#### Task objective:
In the forum thread about the in silico networks challenge, what does the term "heterozygous mutant" mean?

#### Passage provided:
______

RE: where to submit the predictions
We will open the site on September 15. (May be earlier, if we can test everything before that.) We'll let you know. Gustavo
more questions on in silico networks
I have two related questions about the in-silico networks challenge. 1) Are there any external regulatory inputs in these networks, or can we assume that each network is self-contained? 2) What is the nature of the perturbations in the trajectory datasets? The data description says that the 50 gene networks were designed to have the same set of perturbations as in DREAM2. Were those perturbations revealed after DREAM2? From what I can tell, the main difference between trajectories is the initial concentration of all the genes in the network. Thanks..
RE: more questions on in silico networks
1) There are no external inputs, the networks are self-contained. 2) The time series data shows how the networks recover from external perturbations. Trajectories were simulated by integrating the networks from a different randomly perturbed initial condition for every time series (only the initial conditions change, we assumed the network structure and parameters remain constant). Good luck! ;)
in silico networks: Ecoli heterozygous?
Am I crazy, or does it make no sense to have heterozygous data for the in silico Ecoli networks? Bacteria are haploid! or at best partial diploids, sometimes.. so what are those datasets doing in challenge 4?
RE: in silico networks: Ecoli heterozygous?
Roger, I guess it's the "freedom" given by the InSilico world. You are right of course that Ecoli is haploid. But the only reason why we call that data Ecoli is because it is a subetwork with a topology of connetions borrowed from the Ecoli GRN. We wanted to keep, for comparison to last year's challenge 4, a set of perturbations that was similar to those of DREAM2. So this year we abused notation, and called heterozygous mutant (which should be read: transcription rate for that gene is half the wild type transcription rate, implementable with siRNA, e.g.) even to the networks with topology borrowed from Ecoli. Sorry for the confusion. We'll add a disclaimer in the description of the challenge. Gustavo
Specialization
Can a registered team address a subset of the four Dream3 challenges? Or must a team field answers to all four in order to qualify for evaluation? Is the assessment based on performance across all challenges? Thank you.

______

#### Material supplied:
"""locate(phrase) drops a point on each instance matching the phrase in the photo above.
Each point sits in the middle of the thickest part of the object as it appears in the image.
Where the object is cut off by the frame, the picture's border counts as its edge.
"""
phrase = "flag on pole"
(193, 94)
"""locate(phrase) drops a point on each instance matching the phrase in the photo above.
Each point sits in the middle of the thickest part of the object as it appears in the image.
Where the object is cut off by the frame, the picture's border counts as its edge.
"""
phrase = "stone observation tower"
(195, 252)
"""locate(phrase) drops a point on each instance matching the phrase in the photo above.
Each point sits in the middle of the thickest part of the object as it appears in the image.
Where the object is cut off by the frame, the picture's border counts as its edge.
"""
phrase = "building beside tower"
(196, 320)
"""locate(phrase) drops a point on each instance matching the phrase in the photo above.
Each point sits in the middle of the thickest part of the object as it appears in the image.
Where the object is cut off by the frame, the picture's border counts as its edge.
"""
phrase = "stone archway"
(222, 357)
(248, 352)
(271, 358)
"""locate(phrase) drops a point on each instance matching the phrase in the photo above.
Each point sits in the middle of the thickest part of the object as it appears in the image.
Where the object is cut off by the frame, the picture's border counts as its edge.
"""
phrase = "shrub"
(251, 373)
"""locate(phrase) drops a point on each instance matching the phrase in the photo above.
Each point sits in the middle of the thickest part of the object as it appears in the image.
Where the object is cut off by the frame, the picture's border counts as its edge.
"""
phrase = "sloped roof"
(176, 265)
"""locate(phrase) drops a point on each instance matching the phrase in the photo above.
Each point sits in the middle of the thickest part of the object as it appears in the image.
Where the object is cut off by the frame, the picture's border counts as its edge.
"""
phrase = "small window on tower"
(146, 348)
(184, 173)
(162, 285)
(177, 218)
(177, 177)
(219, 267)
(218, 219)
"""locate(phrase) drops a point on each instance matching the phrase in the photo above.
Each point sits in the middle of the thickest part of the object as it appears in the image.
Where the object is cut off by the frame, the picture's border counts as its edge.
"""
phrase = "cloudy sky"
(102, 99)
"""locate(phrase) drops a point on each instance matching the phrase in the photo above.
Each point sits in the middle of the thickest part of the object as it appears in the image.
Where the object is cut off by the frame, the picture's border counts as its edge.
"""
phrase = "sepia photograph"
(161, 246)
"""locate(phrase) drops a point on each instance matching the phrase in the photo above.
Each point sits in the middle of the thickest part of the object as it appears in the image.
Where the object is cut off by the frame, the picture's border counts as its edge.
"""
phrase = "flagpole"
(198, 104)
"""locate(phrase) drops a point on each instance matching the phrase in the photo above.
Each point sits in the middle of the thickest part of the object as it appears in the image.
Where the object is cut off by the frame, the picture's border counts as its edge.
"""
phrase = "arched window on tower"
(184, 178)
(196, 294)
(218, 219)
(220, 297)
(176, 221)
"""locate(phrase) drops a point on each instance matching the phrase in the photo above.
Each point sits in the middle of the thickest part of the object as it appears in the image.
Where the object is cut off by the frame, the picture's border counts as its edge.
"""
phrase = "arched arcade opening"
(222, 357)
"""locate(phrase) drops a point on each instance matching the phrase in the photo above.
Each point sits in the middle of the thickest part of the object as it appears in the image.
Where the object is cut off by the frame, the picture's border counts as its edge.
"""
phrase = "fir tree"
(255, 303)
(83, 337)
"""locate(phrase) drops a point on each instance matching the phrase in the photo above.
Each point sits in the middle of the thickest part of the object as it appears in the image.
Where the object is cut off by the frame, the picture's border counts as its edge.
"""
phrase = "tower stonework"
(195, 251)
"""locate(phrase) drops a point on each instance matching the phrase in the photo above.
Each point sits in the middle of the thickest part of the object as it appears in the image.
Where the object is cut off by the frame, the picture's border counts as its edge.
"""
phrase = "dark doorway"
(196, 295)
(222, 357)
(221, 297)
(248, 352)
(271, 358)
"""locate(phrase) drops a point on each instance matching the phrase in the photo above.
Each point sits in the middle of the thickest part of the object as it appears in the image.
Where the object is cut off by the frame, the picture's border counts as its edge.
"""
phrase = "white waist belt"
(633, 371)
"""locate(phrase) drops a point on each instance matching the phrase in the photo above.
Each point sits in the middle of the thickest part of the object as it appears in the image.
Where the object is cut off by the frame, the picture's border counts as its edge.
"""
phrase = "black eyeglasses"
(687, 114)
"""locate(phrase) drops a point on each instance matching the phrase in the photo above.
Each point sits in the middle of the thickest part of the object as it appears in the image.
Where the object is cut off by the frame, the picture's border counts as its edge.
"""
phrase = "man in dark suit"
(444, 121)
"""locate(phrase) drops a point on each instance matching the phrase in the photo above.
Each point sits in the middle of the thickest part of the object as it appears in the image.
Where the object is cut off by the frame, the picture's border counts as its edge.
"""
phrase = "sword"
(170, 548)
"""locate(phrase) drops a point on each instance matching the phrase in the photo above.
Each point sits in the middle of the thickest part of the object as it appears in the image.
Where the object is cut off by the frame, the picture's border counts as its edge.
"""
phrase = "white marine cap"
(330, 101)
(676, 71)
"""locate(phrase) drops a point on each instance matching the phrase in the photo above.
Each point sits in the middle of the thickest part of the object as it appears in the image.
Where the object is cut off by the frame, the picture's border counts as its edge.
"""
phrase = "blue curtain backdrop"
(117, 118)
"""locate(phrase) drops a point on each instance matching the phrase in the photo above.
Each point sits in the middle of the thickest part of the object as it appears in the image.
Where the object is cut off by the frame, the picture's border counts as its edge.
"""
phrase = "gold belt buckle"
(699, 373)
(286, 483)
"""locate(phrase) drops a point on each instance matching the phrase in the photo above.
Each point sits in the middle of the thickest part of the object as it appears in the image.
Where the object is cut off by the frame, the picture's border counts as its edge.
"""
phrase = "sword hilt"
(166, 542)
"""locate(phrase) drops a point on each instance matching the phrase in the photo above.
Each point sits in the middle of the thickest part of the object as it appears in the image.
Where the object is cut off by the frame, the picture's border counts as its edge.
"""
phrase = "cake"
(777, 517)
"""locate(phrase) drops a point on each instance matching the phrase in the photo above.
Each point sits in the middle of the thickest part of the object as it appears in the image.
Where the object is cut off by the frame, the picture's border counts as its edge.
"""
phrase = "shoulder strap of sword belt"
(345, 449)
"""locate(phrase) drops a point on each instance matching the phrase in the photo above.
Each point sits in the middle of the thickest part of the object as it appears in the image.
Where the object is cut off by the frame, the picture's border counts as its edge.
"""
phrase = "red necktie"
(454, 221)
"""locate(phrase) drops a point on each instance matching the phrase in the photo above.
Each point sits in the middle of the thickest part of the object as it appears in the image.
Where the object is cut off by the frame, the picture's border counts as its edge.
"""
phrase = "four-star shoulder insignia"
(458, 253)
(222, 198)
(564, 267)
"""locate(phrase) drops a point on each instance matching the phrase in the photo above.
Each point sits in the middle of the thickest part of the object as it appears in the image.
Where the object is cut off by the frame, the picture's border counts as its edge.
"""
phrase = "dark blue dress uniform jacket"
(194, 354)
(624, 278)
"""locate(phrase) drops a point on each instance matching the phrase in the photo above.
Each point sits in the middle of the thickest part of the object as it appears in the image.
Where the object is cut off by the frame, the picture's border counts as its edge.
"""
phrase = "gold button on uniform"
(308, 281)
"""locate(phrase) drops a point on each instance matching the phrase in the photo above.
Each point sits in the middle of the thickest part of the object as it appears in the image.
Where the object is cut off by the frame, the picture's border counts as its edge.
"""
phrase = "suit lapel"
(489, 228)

______

#### Reply:
The transcription rate for that gene is half the wild type transcription rate.